● **Document excerpt**:
■ ■ ■ ■ ■

Author: JAMES DECAMP from United States
1 September 2014

*** This review may contain spoilers ***

I love Foyle's War for the situations and characters, who wouldn't? I love the scenery and situations, the drama and historical settings, the attempts to preserve a modicum of historical accuracy. I find it a flaw of the series in general that it presents an overly cheery and prosperous depiction of Britain during the War. Privation was real and widespread, and the public mood was darker than depicted. This particular episode really annoyed me for the reason I am about the make more clear.

Spoiler Alert: The maudlin concern about the fate of the German POW Johann makes absolutely no sense. With about a million Britains killed by the Nazis, some in their own homes during what was by design terror bombing, or by artillery lobbed into Dover from France, virtually no one in Britain would be in the least bothered by the "murder" of an escaped German POW. Further, the act depicted was *not* murder. The Geneva Convention makes the killing of a fleeing enemy combatant completely lawful. An escaped POW is a fleeing enemy combatant. When Dr. Novak killed him it was not murder, it was a lawful act of war, by any standard, regardless of Novak's motivation, or the viewers' sympathy or lack of comprehension of what war means. Novak was under no obligation to seek a more peaceful resolution, and in fact would have been derelict to do so. He was confronted by a younger, stronger enemy combatant, who had the potential to inflict further damage and causalities, regardless of what the viewers might think of his character. I am sure Fred Dawson slept more soundly knowing Johann was no longer a threat to his life.

■ ■ ■ ■ ■

● **Problems to solve**:
(A) Decide whether each statement agrees with the Foyle's War review, answering yes or no and quoting the deciding words: (i) the reviewer finds the series' picture of wartime Britain too cheerful and prosperous; (ii) the reviewer calls Dr. Novak's killing of Johann a murder; (iii) the reviewer holds that Novak should have sought a more peaceful resolution.
(B) Print everything in the Foyle's War review from "I love Foyle's" down to "make more clear.".
The items that follow have no connection to the Foyle's War review.

■ ■ ■ ■ ■

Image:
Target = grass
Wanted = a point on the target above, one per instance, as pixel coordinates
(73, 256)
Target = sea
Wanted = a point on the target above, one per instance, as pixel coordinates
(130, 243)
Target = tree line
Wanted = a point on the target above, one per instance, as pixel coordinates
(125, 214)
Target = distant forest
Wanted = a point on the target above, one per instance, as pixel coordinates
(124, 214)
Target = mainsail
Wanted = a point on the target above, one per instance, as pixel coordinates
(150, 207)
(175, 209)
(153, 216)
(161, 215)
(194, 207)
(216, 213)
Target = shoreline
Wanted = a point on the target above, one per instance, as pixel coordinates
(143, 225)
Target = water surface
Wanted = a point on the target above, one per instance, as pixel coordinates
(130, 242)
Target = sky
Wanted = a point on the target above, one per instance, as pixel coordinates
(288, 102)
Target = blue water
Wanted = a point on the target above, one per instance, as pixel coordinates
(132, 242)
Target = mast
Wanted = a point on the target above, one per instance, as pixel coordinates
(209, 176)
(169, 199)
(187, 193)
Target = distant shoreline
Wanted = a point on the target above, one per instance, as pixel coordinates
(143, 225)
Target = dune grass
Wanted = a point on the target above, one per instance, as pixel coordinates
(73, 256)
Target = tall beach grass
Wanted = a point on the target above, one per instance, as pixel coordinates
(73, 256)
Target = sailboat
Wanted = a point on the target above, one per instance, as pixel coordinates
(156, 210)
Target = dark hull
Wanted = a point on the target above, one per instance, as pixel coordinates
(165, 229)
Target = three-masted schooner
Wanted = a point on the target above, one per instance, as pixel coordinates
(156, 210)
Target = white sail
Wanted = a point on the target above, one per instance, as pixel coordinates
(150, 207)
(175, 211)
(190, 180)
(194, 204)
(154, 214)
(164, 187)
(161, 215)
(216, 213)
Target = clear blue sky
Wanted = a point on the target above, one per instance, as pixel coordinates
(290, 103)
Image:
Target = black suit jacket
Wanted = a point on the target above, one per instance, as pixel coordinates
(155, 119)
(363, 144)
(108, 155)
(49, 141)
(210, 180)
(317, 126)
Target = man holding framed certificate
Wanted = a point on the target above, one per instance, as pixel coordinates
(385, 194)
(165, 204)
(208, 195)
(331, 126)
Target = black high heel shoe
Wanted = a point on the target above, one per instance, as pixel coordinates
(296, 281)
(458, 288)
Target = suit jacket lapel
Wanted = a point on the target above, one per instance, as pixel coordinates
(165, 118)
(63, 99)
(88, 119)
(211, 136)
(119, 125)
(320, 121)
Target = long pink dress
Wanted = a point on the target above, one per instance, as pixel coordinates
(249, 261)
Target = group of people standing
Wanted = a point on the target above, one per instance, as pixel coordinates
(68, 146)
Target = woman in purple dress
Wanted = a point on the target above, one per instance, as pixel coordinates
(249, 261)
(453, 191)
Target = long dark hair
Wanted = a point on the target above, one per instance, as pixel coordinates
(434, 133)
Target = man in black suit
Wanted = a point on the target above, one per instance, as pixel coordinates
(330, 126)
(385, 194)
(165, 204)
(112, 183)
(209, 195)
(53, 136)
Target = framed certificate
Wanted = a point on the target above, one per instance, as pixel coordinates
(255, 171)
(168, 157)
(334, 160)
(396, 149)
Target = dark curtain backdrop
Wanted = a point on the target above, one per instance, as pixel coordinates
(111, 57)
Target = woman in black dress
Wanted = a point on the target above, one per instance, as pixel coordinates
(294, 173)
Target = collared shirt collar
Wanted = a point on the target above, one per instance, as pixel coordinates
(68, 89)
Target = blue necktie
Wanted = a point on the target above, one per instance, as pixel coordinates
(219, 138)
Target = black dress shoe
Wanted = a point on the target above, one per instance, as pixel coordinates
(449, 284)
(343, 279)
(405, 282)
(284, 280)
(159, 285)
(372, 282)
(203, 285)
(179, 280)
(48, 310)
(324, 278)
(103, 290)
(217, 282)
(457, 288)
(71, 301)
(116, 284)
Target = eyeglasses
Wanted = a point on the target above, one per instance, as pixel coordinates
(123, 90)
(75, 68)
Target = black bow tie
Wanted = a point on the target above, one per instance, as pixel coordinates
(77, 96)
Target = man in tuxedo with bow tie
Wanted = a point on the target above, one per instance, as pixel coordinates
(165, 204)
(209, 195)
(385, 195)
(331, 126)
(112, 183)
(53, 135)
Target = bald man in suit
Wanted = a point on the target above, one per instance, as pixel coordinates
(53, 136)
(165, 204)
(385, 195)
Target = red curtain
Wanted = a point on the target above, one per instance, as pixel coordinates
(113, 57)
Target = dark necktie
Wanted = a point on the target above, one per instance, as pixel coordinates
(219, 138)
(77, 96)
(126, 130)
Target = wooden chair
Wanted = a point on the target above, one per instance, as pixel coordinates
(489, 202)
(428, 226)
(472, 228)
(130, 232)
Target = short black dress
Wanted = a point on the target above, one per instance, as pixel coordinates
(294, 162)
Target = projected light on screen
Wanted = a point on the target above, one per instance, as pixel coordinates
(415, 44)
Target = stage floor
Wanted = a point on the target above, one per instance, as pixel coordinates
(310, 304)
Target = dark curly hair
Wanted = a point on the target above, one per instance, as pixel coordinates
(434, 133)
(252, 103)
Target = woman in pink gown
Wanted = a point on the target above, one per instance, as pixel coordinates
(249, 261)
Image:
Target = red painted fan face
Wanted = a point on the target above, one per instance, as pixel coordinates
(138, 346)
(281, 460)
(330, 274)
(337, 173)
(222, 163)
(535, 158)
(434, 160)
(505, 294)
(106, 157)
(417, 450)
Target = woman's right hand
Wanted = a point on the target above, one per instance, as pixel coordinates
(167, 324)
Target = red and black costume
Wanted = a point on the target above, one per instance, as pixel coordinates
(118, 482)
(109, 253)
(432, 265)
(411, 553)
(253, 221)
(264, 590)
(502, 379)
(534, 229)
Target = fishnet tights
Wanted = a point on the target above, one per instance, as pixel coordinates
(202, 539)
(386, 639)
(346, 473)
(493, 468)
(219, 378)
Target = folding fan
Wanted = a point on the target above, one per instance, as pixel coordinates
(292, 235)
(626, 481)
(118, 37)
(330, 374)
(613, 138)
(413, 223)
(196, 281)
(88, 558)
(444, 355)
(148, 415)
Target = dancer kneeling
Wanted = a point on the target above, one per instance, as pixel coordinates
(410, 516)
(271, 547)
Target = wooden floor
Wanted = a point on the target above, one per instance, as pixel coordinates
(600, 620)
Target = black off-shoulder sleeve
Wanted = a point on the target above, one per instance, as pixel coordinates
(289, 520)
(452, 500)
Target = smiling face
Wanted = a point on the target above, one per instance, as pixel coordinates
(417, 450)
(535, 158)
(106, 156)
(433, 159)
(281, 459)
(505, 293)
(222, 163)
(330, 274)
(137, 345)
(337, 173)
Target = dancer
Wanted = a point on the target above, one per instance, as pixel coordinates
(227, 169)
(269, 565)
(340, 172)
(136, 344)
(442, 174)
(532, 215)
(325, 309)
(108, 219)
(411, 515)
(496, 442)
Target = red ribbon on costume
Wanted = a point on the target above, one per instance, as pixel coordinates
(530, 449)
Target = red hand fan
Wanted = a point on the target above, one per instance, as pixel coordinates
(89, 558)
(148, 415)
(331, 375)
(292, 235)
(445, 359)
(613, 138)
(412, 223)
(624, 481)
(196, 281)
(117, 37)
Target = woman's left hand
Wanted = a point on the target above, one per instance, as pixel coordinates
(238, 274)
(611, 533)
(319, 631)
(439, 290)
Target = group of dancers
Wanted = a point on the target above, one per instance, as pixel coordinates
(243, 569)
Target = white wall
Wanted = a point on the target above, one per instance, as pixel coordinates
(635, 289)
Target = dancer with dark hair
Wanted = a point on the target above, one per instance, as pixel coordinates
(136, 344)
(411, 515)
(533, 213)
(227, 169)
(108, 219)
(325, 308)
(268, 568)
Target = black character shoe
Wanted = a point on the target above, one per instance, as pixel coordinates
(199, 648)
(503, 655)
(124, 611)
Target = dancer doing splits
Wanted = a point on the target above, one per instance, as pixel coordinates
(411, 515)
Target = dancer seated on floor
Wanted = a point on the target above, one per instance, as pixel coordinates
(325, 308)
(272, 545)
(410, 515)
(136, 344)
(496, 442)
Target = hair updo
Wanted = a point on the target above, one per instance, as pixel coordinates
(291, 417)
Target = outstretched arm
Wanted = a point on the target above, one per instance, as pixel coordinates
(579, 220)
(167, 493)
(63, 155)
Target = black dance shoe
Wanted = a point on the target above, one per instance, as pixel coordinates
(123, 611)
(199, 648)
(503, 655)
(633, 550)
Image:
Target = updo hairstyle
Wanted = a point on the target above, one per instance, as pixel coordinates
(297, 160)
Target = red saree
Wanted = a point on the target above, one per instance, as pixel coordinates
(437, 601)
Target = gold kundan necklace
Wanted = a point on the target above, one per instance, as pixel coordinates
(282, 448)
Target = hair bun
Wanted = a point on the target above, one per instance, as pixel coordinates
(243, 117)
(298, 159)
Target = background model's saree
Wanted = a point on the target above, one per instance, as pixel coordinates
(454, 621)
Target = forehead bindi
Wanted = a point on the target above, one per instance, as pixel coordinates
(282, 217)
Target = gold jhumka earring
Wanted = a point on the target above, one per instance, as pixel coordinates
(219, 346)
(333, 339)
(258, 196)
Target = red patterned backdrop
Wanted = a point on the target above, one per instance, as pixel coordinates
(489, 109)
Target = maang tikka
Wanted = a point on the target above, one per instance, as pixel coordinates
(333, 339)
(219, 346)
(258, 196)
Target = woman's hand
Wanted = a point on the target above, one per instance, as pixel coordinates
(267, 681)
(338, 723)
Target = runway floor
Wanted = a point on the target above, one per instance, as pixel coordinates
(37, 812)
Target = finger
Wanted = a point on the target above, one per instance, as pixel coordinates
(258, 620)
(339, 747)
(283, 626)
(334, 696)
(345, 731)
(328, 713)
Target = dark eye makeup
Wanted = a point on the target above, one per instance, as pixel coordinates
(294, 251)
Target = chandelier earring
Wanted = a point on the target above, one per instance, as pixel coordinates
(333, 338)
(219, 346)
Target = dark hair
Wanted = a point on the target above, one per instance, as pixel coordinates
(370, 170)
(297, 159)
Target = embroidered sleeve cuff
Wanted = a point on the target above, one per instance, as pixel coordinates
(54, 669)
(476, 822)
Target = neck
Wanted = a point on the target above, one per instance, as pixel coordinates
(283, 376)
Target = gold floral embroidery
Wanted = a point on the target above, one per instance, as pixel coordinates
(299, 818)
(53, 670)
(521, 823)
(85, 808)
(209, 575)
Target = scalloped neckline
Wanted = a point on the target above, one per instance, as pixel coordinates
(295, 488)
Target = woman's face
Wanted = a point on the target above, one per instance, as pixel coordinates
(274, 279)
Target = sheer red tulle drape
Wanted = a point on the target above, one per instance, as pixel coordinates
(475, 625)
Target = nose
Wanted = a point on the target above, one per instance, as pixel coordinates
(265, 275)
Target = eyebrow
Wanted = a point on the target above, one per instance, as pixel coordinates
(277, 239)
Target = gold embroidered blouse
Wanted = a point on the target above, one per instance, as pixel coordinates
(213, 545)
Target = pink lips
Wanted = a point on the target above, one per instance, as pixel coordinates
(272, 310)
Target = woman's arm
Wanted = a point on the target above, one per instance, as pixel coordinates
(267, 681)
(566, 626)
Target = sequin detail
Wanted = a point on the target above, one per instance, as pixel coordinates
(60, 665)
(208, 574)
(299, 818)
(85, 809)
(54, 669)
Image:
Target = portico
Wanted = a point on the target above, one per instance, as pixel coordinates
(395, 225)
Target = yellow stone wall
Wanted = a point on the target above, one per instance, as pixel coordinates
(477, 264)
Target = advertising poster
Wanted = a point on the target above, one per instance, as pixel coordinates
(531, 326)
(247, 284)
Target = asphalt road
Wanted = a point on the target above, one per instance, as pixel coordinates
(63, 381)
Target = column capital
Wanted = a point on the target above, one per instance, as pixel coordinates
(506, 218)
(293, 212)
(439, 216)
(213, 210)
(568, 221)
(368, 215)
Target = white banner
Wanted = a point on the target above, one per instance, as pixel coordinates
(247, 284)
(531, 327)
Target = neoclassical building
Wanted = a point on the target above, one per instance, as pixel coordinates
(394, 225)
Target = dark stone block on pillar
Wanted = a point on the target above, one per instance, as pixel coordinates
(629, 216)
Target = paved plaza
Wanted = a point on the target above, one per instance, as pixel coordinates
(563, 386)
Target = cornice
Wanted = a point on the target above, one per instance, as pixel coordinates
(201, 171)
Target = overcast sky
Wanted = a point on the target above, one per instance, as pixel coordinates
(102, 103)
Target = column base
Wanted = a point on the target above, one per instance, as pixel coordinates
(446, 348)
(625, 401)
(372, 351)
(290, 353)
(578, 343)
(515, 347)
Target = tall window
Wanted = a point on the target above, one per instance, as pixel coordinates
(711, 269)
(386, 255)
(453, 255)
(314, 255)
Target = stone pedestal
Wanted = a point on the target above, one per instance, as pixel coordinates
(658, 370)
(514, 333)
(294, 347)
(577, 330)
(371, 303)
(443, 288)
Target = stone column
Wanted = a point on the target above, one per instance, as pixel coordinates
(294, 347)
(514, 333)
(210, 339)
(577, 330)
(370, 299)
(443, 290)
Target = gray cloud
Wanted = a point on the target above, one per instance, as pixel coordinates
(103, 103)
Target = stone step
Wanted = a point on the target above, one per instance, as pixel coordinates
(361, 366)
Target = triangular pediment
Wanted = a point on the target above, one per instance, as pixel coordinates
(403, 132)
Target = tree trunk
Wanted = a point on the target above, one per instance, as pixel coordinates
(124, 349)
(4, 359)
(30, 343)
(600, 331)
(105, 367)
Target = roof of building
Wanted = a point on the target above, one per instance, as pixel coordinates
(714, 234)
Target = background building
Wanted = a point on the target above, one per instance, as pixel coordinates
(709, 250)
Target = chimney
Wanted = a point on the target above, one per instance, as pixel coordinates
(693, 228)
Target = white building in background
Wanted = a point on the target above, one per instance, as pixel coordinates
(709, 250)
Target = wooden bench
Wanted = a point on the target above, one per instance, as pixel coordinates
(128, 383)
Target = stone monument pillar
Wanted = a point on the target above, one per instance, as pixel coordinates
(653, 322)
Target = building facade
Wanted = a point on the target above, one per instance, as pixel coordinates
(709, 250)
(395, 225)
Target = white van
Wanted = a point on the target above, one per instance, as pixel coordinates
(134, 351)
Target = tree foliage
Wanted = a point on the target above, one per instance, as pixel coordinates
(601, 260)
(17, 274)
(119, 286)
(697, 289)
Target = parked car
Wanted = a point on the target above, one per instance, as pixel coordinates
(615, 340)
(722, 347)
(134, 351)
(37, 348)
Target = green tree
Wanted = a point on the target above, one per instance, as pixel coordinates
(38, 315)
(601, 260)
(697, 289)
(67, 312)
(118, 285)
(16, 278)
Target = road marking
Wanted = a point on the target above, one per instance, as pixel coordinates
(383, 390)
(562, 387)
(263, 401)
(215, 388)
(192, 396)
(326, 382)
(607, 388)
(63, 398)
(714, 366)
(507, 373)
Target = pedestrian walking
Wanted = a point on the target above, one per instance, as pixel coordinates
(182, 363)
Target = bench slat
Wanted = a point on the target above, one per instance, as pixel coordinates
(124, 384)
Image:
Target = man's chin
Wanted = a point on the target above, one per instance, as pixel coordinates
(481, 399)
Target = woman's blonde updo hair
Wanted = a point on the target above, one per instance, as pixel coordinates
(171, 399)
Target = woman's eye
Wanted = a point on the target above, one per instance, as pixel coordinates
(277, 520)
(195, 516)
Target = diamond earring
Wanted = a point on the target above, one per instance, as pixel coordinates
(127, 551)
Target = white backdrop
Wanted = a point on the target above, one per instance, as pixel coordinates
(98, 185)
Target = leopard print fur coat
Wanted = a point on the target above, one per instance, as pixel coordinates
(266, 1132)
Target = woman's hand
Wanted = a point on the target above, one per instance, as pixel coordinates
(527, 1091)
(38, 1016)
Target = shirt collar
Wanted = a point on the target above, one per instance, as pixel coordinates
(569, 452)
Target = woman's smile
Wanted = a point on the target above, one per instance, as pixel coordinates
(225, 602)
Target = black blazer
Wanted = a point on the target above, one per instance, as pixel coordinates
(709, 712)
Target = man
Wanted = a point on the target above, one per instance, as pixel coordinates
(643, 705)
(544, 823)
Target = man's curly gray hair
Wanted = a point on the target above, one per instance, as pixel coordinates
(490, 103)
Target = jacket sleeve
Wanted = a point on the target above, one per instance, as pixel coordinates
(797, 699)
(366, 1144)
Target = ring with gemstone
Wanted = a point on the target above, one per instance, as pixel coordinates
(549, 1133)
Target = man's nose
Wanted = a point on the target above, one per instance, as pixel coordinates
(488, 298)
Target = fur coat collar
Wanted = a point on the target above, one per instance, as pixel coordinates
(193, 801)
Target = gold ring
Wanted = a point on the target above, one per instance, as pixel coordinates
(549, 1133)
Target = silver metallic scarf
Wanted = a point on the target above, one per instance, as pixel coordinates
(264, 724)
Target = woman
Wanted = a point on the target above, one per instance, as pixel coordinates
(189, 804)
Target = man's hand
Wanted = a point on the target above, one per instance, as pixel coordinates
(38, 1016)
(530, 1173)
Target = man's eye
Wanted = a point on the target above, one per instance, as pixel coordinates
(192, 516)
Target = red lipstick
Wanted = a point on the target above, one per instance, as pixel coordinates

■ ■ ■ ■ ■

● **Answers given**:
(A)
(i) Yes: "it presents an overly cheery and prosperous depiction of Britain during the War"
(ii) No: "When Dr. Novak killed him it was not murder, it was a lawful act of war"
(iii) No: "Novak was under no obligation to seek a more peaceful resolution, and in fact would have been derelict to do so"

(B)
I love Foyle's War for the situations and characters, who wouldn't? I love the scenery and situations, the drama and historical settings, the attempts to preserve a modicum of historical accuracy. I find it a flaw of the series in general that it presents an overly cheery and prosperous depiction of Britain during the War. Privation was real and widespread, and the public mood was darker than depicted. This particular episode really annoyed me for the reason I am about the make more clear.